#### WRITTEN EXERCISE 1
Render every line of the records below as a JSON list of strings, one string per line, with blank lines omitted.

In its first year, the CSCA China office achieved all of the objectives set forth in its program plan.

• The office began operating from dedicated office space within the American Chamber of Commerce in China in early February 2005.
• Executive Director Chris Lanzit and Operations Director Liu Fei were engaged as the first two employees within the first month of operation. They were later joined in August 2005 by Office Manager Leona Fu.
• On May 23, 2005, CSCA held a grand inauguration in Beijing, where over 150 people, including representatives from the U.S. business community, Chinese industry, Chinese standards and conformity assessment organizations, and the U.S. government were present. U.S. Ambassador to China Clark T. Randt, Jr., made remarks before the traditional ribbon-cutting ceremony, as did the president of each of the four member organizations.
• In early August 2005, the CSCA China office participated in the U.S.-China Standards and Conformity Assessment Workshop, organized by the U.S. Department of Commerce and China’s AQSIQ. Liu Fei accompanied a delegation from the Standards Administration of China (SAC) to the workshop held in Washington, D.C.
• In late August 2005, Lanzit participated in the inaugural Sino-American Consumer Product Safety Summit. Commissioner Hal Stratton of the U.S. Consumer Product Safety Commission and senior executives from major U.S. retailers participated in the summit and follow-up workshop. Issues such as toy safety, lighter and fireworks safety, and electrical equipment hazard reduction were addressed. The CPSC signed a memorandum of understanding with AQSIQ on further cooperation and has developed a China Program Plan ( businfo/china/planaction/pdf).
• At the end of October 2005, the CSCA China office participated in a Seminar on the International Market for Petroleum and Petrochemical Equipment in Xi’an, Shanxi Province, which was organized by the China Petroleum and Petrochemical Equipment Industry Association. Liu Fei represented CSCA and made a presentation on its activities to an audience from the Chinese petroleum industry and related equipment manufacturers, and to representatives from the Romanian, Tanzanian and Nigerian governments.

#### INPUT FOR THIS TASK

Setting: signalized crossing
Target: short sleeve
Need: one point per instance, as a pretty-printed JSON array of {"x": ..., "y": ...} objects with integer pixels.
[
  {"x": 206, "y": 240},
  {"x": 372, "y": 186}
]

#### WRITTEN EXERCISE 2
Name every individual person identified by name in the text above on the CSCA China office's first year.

#### WORKED SOLUTION 1
[
  "Setting: signalized crossing",
  "Target: short sleeve",
  "Need: one point per instance, as a pretty-printed JSON array of {\"x\": ..., \"y\": ...} objects with integer pixels.",
  "[",
  "  {\"x\": 206, \"y\": 240},",
  "  {\"x\": 372, \"y\": 186}",
  "]"
]

#### WORKED SOLUTION 2
Chris Lanzit
Liu Fei
Leona Fu
Clark T. Randt, Jr.
Hal Stratton